In an effort to totally not do what I should be doing (reading, writing), I’ve been playing with this interactive Mapping the World’s Friendships map from Facebook Stories. The map shows Facebook relationships between people based on their listed country, highlighting the top country-wide connections. Clicking on various countries, there are some downright unexpected connections. From the article that follows the map:

[A]s we did a little research, some unusual connections become surprisingly clear. We learned that immigration between Japan and Brazil dates back to the 1970s, that Poles are the largest immigrant group in Iceland, and that more people commute across the border each day to work in Liechtenstein than Liechtensteiner locals going to work in their own country.

Immigration is one of the strongest links that seems to bind these Facebook neighbors, as thousands of people pour over borders or over seas, seeking jobs or fleeing violence, and making new connections and maintaining old friendships along the way. Economic links, through trade or investment, also seem to be strong predictors of country connectedness. And finally, one of the most overwhelming trends we found as we explored this graphic is the strong tie that remains between nations and their former colonizers, whose continued linguistic, cultural, and economic ties still echo today.

It’s worth clicking around and looking for the weird relationships, like the fact that Zambia’s top five connections are all its neighbors, but the Democratic Republic of the Congo’s top five are neighbors like Uganda and Zambia, Anglophone West Africans Ghana and Nigeria, and…. Ecuador. Relatedly, the DRC is the second on the list of connections if you click on Brazil. Meanwhile, Central African Republic’s top five include only one African country (neighboring DRC) and then a bunch of Asian countries.

Anyways, you should go play with the map. It raises a lot of questions, and only some answers are easy to come by.

Africa’s Countries

Over at Africa is a Country (very appropriate, I know), Laura J. Mitchell linked to an interactive study map of Africa that she created, saying that:

As Africanists, our stock-in-trade includes pushing back. As teachers, scholars, and commentators we poke and prod at constructed geographies, charting unities across previously demarcated sub-regions and identifying particularities in eco-zones or communities that are conventionally grouped with larger nations. In a post-modern landscape, geography is admittedly malleable. But that does not make it optional. I may be hopelessly old-school to say so: but to make sense of a place, you still have to find it on a map.”

The map, which can be found here, is a pretty straight-forward geography study tool. You can hover over each country in study mode to learn which is which, and you can test yourself by dragging country names over the geographic location.

Whether you’re a student trying to learn about Africa’s many states or just a curious geography nerd, it’s worth a look.

(Shameful admission: I still mix up the western coast of West Africa.)

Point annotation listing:
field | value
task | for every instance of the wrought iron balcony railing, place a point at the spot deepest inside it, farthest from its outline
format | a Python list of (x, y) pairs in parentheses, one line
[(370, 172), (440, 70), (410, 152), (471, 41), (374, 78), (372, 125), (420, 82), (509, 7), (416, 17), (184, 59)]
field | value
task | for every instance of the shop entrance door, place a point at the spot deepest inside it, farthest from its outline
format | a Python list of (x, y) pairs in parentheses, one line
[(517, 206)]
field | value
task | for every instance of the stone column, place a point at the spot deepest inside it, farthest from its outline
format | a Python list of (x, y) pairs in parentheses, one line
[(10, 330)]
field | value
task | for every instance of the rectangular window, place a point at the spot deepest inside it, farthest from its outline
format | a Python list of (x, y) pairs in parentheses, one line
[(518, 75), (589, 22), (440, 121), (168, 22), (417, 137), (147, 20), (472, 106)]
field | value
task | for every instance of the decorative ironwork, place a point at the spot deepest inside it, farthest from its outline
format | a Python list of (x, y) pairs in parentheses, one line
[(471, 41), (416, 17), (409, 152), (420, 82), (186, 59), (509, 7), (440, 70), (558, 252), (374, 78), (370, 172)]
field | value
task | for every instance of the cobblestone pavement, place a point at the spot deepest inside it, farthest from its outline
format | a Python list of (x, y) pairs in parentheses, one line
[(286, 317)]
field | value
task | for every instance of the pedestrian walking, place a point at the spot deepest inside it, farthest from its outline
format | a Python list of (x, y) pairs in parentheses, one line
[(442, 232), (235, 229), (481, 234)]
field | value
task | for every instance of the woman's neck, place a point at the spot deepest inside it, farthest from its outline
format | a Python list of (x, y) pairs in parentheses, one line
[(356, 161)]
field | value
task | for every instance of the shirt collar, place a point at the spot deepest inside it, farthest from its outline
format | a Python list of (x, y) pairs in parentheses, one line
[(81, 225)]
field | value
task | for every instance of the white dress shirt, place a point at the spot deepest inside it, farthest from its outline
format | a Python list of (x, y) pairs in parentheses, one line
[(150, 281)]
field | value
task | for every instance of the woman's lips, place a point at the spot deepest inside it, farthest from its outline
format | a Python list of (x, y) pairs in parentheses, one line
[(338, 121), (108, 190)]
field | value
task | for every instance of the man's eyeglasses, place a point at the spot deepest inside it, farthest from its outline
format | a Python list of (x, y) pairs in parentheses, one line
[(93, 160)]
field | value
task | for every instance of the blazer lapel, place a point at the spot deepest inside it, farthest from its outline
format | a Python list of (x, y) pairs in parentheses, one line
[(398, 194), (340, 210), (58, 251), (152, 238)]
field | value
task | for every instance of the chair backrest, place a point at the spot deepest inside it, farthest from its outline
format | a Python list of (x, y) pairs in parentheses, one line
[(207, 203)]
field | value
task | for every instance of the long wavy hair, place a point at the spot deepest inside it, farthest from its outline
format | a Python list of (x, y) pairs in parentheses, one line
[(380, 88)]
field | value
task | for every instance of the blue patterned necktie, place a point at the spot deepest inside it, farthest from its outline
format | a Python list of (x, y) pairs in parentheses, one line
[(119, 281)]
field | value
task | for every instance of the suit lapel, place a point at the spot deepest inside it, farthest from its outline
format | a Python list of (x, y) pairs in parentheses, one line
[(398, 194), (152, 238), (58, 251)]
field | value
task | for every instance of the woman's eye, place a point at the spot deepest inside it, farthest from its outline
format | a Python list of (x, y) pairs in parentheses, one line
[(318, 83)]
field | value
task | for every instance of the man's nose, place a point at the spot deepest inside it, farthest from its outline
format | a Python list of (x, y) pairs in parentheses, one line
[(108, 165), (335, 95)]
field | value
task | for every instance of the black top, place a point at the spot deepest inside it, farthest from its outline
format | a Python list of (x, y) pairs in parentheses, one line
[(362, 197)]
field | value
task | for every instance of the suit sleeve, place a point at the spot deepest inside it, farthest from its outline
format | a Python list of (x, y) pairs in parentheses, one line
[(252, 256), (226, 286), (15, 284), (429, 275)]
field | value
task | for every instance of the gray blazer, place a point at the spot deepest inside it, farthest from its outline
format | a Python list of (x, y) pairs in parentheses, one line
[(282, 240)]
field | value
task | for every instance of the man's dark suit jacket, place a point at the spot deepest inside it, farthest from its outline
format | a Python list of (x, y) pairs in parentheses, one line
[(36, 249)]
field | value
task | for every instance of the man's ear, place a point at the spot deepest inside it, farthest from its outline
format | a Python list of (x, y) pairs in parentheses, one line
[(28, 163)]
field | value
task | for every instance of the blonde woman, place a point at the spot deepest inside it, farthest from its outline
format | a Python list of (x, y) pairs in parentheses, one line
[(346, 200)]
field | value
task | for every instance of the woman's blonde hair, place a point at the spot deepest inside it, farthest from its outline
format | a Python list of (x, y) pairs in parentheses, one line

▶ _GOAL 1_: According to the map post, which group is the largest immigrant group in Iceland?
▶ _GOAL 2_: Write out the part of the map post that begins at the words "The map, which" and stops after the words "of West Africa.)".
▶ _GOAL 3_: Does the map post agree with each of these statements? (a) Zambia's top five connections are all its neighbors. (b) Immigration between Japan and Brazil dates back to the 1990s. (c) The Central African Republic's top five connections are mostly African countries. Answer yes or no for each, quoting the deciding words.

▶ _COMPLETE OUTPUT 1_: Poles

▶ _COMPLETE OUTPUT 2_:
The map, which can be found here, is a pretty straight-forward geography study tool. You can hover over each country in study mode to learn which is which, and you can test yourself by dragging country names over the geographic location.

Whether you’re a student trying to learn about Africa’s many states or just a curious geography nerd, it’s worth a look.

(Shameful admission: I still mix up the western coast of West Africa.)

▶ _COMPLETE OUTPUT 3_:
(a) Yes: "Zambia’s top five connections are all its neighbors"
(b) No: "immigration between Japan and Brazil dates back to the 1970s"
(c) No: "Central African Republic’s top five include only one African country (neighboring DRC) and then a bunch of Asian countries"